Notion et définition des crimes contre l’humanité
Les crimes contre l’humanité désignent des infractions graves portant atteinte aux droits fondamentaux, commises dans le cadre d’une attaque généralisée ou systématique contre une population civile, avec la connaissance ou l’approbation d’une autorité étatique ou organisationnelle. Le terme est défini en droit international et englobe les éléments constitutifs de l’infraction ainsi que les caractéristiques structurelles des actes et leur contexte.
La formulation et la codification de la notion de « crimes contre l’humanité » ont fait leur entrée pour la première fois dans le droit pénal international lors des procès de Nuremberg à la fin de la Seconde Guerre mondiale. Depuis lors, la définition a été de nombreuses fois précisée et étendue, en particulier par des accords internationaux et les statuts des juridictions internationales.
Évolution historique
Première codification : Procès de Nuremberg
La première codification explicite fut réalisée en 1945 par le Statut de Londres du Tribunal militaire international, qui permit la poursuite judiciaire des atrocités nazies et servit de fondement aux procès de Nuremberg. Ce statut a introduit les crimes contre l’humanité comme infraction distincte et a établi pour la première fois une distinction avec le génocide et les crimes de guerre.

________________

→ CONSIGNE A:
Répondez à ces questions sur le texte consacré aux crimes contre l'humanité :
(i) Lors de quels procès la notion de crimes contre l'humanité est-elle entrée pour la première fois dans le droit pénal international ?
(ii) En quelle année la première codification explicite a-t-elle été réalisée ?
(iii) De quelles infractions le Statut de Londres a-t-il distingué les crimes contre l'humanité ?

→ DONNÉES D'ENTRÉE:

________________

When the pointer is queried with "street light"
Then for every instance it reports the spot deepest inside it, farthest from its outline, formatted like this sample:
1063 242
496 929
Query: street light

________________

→ CONSIGNE B:
Reproduisez mot pour mot toutes les lignes des enregistrements ci-dessus, sans rien y changer.

→ RÉPONSE A:
(i) Lors des procès de Nuremberg.
(ii) En 1945.
(iii) Du génocide et des crimes de guerre.

→ RÉPONSE B:
When the pointer is queried with "street light"
Then for every instance it reports the spot deepest inside it, farthest from its outline, formatted like this sample:
1063 242
496 929
Query: street light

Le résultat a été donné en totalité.